- _PROMPT_
Please rewrite the listing below as a Markdown table with two columns, Row and Line, putting each line in its own numbered row and skipping blank lines. Leave the pictures out of the table.

┄┄┄┄┄┄

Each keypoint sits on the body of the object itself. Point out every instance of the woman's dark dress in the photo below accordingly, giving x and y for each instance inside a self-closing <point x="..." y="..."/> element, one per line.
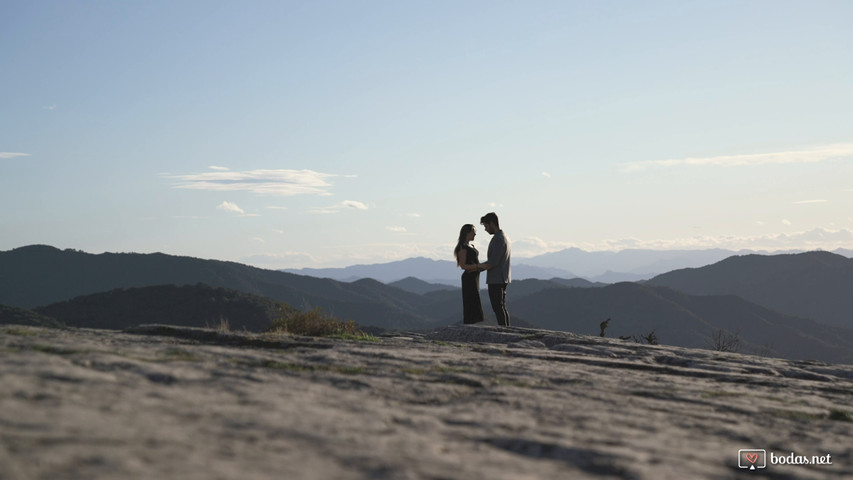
<point x="471" y="306"/>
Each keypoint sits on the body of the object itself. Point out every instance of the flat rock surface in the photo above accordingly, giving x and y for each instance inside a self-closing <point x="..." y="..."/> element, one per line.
<point x="459" y="403"/>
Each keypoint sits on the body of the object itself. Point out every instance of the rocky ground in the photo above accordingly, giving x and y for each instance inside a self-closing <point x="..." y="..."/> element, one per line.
<point x="458" y="403"/>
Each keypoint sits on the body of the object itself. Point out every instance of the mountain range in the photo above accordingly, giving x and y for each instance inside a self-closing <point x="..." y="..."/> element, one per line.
<point x="599" y="267"/>
<point x="683" y="307"/>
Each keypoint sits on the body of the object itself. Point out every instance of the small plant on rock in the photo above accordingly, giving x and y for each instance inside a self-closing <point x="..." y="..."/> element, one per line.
<point x="313" y="323"/>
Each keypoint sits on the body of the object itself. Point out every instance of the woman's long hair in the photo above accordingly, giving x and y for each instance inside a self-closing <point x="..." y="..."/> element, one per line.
<point x="463" y="236"/>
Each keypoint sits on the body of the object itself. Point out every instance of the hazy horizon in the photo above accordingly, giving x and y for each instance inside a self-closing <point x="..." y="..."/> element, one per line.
<point x="329" y="134"/>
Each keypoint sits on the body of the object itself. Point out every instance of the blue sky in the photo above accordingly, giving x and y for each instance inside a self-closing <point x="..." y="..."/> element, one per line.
<point x="306" y="134"/>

┄┄┄┄┄┄

- _EXERCISE RESULT_
| Row | Line |
|---|---|
| 1 | Each keypoint sits on the body of the object itself. Point out every instance of the woman's dark dress in the photo below accordingly, giving x and y for each instance inside a self-closing <point x="..." y="..."/> element, one per line. |
| 2 | <point x="471" y="306"/> |
| 3 | Each keypoint sits on the body of the object itself. Point out every instance of the flat rock surface in the photo above accordingly, giving x and y for each instance inside a self-closing <point x="..." y="..."/> element, one per line. |
| 4 | <point x="459" y="403"/> |
| 5 | Each keypoint sits on the body of the object itself. Point out every instance of the rocky ground in the photo above accordingly, giving x and y for each instance inside a self-closing <point x="..." y="..."/> element, one per line. |
| 6 | <point x="458" y="403"/> |
| 7 | Each keypoint sits on the body of the object itself. Point out every instance of the mountain range in the photo above accordingly, giving x and y for each instance inside a self-closing <point x="..." y="..."/> element, one per line. |
| 8 | <point x="599" y="267"/> |
| 9 | <point x="683" y="307"/> |
| 10 | Each keypoint sits on the body of the object itself. Point out every instance of the small plant on rock in the photo above accordingly, giving x and y for each instance inside a self-closing <point x="..." y="..."/> element, one per line. |
| 11 | <point x="313" y="323"/> |
| 12 | Each keypoint sits on the body of the object itself. Point out every instance of the woman's long hair in the photo above accordingly, giving x and y for each instance inside a self-closing <point x="..." y="..."/> element, one per line. |
| 13 | <point x="463" y="236"/> |
| 14 | Each keypoint sits on the body of the object itself. Point out every instance of the hazy horizon in the photo above accordingly, giving x and y for each instance inside a self-closing <point x="..." y="..."/> element, one per line. |
| 15 | <point x="329" y="134"/> |
| 16 | Each keypoint sits on the body of the object itself. Point out every instance of the blue sky in the photo above accordingly, giving x and y for each instance inside a self-closing <point x="..." y="..."/> element, one per line. |
| 17 | <point x="306" y="134"/> |